▶ EXERCISE BRIEF: List every line of the entries below that contains the string "shoe", copying each line in full. Case counts.

▶ DATASET EXCERPTS:
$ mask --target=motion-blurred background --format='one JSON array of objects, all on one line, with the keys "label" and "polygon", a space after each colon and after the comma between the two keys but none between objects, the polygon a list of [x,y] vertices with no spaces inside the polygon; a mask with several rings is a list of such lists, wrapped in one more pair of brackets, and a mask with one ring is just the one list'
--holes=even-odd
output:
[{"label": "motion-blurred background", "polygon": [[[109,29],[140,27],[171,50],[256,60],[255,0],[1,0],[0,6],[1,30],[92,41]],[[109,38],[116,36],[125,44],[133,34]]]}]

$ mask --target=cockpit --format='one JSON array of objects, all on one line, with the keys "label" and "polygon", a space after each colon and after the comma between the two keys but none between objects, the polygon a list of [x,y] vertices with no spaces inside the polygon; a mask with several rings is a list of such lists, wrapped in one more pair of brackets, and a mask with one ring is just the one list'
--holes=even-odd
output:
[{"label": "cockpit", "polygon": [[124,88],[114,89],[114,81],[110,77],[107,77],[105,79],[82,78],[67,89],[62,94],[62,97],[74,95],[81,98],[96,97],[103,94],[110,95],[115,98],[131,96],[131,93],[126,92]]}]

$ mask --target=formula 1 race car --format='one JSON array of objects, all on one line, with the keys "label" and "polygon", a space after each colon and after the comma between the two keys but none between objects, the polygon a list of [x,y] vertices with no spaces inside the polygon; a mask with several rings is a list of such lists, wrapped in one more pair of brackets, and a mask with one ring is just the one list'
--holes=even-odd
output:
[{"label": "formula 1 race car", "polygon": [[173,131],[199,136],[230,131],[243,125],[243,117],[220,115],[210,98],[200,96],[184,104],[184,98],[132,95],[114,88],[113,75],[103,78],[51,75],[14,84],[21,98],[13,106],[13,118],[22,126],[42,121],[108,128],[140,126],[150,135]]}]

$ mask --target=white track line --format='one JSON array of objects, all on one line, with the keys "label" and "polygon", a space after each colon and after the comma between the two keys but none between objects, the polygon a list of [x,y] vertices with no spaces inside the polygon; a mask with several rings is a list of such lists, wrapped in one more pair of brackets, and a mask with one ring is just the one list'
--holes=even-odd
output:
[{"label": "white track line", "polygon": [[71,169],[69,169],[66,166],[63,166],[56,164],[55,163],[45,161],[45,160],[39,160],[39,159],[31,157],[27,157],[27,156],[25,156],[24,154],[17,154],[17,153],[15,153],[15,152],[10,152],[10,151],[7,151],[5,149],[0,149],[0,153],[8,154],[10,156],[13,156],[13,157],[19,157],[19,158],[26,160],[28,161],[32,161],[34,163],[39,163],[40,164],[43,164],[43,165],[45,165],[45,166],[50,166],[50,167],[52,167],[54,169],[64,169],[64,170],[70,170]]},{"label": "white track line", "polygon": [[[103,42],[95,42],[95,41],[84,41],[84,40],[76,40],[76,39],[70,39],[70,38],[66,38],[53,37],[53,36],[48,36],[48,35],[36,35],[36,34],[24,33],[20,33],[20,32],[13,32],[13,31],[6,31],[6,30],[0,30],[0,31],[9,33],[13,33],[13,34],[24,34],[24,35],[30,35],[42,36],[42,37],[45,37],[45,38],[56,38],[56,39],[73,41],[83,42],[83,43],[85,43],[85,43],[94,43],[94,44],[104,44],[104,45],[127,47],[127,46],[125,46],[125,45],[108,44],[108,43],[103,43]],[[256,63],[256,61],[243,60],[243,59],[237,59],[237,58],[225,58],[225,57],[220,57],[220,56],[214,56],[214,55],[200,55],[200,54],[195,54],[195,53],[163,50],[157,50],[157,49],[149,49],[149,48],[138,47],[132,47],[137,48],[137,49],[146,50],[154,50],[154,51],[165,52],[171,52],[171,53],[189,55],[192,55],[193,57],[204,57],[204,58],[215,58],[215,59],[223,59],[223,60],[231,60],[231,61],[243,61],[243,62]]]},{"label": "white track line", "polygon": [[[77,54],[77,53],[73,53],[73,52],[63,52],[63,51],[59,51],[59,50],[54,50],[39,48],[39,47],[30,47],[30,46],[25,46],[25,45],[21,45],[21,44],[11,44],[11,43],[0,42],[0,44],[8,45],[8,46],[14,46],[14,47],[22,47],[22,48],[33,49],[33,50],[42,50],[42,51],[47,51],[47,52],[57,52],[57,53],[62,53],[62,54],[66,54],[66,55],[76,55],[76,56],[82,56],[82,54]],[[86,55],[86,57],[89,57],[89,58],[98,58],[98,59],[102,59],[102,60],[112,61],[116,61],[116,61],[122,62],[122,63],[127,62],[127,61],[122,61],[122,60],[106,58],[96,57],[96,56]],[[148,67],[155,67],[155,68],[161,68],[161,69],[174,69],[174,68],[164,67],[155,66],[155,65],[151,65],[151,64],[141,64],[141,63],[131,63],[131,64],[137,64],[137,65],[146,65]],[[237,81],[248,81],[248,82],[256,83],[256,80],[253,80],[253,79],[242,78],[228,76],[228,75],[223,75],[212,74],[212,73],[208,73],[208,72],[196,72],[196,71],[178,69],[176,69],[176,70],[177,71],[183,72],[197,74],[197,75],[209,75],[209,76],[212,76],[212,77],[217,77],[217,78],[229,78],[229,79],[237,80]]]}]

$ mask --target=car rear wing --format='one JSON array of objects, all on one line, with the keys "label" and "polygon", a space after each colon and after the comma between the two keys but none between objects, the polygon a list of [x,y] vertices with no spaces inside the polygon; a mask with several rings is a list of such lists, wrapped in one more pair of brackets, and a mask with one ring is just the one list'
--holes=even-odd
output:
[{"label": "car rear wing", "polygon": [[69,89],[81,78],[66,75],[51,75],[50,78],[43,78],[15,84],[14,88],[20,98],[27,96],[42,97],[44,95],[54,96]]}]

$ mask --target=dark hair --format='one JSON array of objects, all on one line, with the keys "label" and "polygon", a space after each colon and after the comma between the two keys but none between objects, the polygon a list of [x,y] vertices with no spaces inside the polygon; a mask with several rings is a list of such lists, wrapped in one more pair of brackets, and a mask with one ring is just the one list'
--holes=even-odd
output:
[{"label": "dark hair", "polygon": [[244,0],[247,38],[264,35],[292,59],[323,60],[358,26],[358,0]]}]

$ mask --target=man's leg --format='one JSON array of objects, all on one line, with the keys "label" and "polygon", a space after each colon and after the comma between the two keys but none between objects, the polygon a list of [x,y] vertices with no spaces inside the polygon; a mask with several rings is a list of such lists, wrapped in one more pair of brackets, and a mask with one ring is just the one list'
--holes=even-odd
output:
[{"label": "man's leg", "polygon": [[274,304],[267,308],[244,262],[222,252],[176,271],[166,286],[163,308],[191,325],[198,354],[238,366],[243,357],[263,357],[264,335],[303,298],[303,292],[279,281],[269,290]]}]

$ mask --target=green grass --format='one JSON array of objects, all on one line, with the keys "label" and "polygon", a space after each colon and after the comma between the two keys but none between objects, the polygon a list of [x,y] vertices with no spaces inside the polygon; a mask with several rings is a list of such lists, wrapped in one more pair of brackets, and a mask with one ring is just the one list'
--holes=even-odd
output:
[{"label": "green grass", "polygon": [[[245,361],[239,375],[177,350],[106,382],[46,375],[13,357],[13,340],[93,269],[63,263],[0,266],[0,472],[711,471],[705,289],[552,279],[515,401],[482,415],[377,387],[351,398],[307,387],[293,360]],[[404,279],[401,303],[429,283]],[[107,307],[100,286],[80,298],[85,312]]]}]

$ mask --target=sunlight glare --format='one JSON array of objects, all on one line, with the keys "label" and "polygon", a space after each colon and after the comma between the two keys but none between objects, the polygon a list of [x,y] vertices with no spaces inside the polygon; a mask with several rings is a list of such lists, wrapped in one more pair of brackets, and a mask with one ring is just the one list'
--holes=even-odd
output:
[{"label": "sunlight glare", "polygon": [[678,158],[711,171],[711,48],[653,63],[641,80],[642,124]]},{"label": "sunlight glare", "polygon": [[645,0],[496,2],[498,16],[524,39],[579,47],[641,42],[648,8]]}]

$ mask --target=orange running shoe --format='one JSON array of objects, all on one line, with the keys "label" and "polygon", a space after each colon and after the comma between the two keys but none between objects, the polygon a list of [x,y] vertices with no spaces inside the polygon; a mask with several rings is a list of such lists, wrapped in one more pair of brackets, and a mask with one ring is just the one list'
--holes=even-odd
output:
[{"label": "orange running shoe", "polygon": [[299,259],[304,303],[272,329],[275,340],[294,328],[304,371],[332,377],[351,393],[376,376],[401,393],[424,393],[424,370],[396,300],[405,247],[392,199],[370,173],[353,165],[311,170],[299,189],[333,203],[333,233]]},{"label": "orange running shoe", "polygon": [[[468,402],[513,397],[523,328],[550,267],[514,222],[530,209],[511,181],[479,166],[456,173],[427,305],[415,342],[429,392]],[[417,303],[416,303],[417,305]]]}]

...

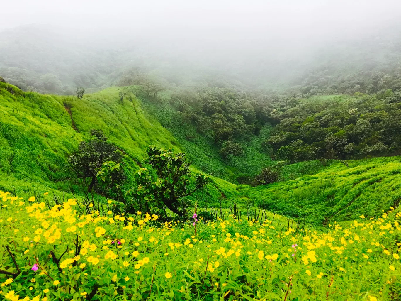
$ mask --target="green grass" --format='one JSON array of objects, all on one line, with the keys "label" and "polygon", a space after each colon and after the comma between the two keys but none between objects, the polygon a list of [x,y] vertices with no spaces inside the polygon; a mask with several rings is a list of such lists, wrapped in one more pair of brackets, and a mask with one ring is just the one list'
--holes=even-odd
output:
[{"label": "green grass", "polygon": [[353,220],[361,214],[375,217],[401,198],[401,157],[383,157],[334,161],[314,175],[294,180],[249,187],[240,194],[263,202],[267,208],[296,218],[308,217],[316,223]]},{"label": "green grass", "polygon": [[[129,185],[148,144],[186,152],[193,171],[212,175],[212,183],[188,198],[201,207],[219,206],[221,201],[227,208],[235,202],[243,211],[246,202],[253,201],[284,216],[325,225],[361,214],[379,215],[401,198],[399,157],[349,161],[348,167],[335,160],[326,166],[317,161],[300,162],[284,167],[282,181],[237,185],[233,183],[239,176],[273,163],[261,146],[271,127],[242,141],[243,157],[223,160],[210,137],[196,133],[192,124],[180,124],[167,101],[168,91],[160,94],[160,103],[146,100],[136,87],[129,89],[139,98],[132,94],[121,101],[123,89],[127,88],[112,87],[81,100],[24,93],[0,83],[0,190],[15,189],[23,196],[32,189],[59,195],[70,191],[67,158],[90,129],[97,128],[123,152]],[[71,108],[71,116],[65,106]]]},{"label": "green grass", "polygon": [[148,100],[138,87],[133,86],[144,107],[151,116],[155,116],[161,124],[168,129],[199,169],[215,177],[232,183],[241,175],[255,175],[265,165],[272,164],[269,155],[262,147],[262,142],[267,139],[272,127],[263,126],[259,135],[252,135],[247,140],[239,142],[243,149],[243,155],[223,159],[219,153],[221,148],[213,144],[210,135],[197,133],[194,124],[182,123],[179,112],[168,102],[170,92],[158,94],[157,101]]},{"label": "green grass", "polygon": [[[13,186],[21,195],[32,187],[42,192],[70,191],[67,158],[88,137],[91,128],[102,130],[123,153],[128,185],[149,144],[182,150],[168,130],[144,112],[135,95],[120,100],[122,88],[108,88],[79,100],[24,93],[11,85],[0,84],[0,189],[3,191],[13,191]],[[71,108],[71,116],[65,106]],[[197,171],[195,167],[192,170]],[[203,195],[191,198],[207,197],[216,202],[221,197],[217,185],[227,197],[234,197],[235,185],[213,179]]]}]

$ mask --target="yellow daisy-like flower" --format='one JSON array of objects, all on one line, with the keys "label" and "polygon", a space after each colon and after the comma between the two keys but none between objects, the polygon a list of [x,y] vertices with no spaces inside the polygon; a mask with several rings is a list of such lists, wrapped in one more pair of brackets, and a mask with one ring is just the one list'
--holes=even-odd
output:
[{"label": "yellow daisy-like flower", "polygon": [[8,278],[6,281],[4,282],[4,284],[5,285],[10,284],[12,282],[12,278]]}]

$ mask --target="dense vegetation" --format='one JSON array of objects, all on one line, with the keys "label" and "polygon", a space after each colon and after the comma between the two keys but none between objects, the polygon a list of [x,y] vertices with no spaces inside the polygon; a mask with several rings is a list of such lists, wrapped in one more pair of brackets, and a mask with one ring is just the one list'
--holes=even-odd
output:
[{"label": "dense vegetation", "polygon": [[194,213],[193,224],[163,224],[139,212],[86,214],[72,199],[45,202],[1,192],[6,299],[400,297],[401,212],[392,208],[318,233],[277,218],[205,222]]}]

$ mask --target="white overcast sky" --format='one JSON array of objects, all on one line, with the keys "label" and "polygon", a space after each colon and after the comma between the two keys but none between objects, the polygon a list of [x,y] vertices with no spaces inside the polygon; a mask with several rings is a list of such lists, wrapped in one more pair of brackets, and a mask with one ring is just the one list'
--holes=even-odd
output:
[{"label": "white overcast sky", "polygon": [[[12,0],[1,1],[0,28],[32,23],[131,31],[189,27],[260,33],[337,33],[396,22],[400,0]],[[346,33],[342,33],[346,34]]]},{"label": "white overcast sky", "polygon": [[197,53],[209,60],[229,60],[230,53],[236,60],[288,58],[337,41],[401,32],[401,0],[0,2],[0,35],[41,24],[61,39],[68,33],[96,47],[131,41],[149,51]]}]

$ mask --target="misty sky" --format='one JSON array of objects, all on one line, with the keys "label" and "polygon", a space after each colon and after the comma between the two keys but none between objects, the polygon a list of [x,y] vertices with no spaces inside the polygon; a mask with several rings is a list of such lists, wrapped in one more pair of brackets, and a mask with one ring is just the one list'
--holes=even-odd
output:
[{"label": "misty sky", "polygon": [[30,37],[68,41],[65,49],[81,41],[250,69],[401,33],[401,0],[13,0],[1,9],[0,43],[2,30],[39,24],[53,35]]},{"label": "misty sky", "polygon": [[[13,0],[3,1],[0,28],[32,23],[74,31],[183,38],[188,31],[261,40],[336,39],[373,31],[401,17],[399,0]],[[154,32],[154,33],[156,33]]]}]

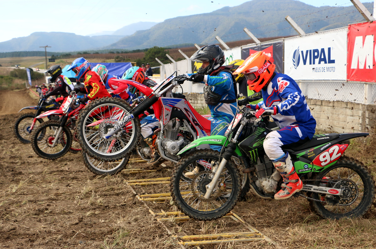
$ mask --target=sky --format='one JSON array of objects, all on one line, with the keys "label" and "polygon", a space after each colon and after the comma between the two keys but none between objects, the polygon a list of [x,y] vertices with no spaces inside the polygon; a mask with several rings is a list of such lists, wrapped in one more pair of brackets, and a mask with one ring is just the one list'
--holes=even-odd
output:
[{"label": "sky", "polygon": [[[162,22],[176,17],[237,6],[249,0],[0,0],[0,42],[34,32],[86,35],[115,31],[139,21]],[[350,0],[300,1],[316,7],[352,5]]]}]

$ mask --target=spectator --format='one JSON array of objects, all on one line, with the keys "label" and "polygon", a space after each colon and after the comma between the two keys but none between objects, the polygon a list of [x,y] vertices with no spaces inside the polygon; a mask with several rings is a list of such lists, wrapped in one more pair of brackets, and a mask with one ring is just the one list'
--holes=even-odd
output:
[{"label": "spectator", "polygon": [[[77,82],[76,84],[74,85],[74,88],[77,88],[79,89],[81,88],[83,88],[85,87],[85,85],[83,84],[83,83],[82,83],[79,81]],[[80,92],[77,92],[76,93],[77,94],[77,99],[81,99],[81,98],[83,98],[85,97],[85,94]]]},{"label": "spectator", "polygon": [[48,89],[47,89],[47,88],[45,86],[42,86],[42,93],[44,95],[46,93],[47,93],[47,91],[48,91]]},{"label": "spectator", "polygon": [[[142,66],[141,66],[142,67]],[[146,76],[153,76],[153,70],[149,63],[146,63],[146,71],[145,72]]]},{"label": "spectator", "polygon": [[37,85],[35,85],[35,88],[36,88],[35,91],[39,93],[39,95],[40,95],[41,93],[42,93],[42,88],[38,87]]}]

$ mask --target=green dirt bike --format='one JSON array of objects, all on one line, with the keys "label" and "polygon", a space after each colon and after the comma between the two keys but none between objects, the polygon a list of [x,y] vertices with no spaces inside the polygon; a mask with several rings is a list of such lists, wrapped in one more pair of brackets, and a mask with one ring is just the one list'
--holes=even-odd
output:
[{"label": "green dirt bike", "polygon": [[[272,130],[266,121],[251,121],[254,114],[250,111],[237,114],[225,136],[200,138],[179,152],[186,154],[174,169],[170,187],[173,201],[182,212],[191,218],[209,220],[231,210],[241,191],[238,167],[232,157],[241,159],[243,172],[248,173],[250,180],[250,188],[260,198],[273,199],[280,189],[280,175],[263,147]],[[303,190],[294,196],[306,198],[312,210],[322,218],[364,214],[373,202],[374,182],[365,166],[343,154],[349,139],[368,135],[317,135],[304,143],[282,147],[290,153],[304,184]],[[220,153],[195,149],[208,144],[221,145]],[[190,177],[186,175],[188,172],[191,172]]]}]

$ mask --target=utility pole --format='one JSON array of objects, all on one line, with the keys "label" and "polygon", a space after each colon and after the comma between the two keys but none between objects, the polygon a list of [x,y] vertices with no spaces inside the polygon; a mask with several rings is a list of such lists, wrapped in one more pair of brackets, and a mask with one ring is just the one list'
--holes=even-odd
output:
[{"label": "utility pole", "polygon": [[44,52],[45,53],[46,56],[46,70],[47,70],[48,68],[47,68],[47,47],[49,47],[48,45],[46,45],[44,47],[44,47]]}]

...

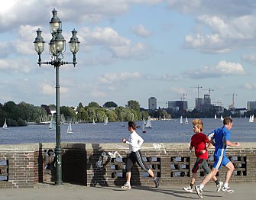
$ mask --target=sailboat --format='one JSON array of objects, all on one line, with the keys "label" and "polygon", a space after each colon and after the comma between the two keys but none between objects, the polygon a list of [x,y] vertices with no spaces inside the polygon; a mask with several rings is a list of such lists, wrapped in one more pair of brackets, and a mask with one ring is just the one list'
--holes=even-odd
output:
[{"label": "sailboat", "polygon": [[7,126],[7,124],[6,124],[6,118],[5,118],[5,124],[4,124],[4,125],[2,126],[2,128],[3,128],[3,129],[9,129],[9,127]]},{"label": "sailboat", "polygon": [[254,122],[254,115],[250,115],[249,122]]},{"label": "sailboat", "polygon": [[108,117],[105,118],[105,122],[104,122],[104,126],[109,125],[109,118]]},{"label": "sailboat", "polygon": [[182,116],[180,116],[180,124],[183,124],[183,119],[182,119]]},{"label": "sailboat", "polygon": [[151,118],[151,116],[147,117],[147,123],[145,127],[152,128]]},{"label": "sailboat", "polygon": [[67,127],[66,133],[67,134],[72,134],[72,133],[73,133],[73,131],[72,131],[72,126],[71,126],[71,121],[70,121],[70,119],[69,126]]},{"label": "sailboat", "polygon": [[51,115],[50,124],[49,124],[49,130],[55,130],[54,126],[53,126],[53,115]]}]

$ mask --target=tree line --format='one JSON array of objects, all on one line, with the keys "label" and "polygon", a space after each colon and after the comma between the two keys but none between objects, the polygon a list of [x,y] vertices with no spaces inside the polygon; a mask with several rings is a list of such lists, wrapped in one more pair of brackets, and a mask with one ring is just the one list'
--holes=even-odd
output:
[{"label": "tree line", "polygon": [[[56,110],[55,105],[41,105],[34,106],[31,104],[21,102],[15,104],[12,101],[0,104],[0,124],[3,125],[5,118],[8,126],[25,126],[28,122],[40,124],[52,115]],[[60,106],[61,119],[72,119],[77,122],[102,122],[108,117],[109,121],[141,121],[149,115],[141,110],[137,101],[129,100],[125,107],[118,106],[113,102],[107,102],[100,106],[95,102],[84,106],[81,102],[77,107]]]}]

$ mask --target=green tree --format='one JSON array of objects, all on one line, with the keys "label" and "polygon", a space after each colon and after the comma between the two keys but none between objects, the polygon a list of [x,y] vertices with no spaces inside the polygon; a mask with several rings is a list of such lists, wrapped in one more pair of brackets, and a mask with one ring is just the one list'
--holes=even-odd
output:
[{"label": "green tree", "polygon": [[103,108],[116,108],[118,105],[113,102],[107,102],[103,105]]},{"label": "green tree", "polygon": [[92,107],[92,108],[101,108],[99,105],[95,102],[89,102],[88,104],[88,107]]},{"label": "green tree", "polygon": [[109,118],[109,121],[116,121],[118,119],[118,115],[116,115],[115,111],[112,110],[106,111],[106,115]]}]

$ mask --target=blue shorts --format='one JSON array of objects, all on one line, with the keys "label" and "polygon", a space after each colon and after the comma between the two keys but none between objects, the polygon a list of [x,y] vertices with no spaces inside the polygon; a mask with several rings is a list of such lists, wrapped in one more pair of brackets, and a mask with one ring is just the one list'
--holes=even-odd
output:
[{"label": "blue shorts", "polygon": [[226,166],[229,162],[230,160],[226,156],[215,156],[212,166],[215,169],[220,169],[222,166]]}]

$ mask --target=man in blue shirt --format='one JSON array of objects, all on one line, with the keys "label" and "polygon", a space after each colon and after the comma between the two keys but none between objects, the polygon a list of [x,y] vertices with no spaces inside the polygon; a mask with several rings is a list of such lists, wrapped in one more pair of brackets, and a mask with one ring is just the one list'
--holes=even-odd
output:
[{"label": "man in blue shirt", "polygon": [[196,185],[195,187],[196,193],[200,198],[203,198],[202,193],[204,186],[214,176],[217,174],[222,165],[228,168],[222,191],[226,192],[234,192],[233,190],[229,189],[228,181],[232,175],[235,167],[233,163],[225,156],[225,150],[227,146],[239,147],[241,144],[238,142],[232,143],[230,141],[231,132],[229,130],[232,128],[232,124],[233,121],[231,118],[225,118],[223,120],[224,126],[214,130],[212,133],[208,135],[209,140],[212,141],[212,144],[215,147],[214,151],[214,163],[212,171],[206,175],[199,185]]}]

▶ RESULT OF THE EXERCISE:
$ mask --target=orange running shoe --format='one JSON array of objects, all on one line, with the keys "label" and "polygon", a space after each colon and after the comma between the two keys but none between objects, the polygon a list of [x,y] vertices with no spaces inside the polygon; a mask with several rings is a list of such lists, wrapped in one more pair of brackets, and a mask with one ring is just the one list'
[{"label": "orange running shoe", "polygon": [[299,259],[304,303],[272,329],[275,340],[294,328],[304,371],[332,377],[351,393],[376,376],[401,393],[424,393],[424,370],[396,300],[405,247],[392,199],[370,173],[353,165],[311,170],[299,189],[333,203],[333,233]]},{"label": "orange running shoe", "polygon": [[[468,402],[513,397],[523,328],[550,267],[514,222],[530,209],[511,181],[479,166],[456,173],[427,305],[415,342],[429,392]],[[417,303],[416,303],[417,305]]]}]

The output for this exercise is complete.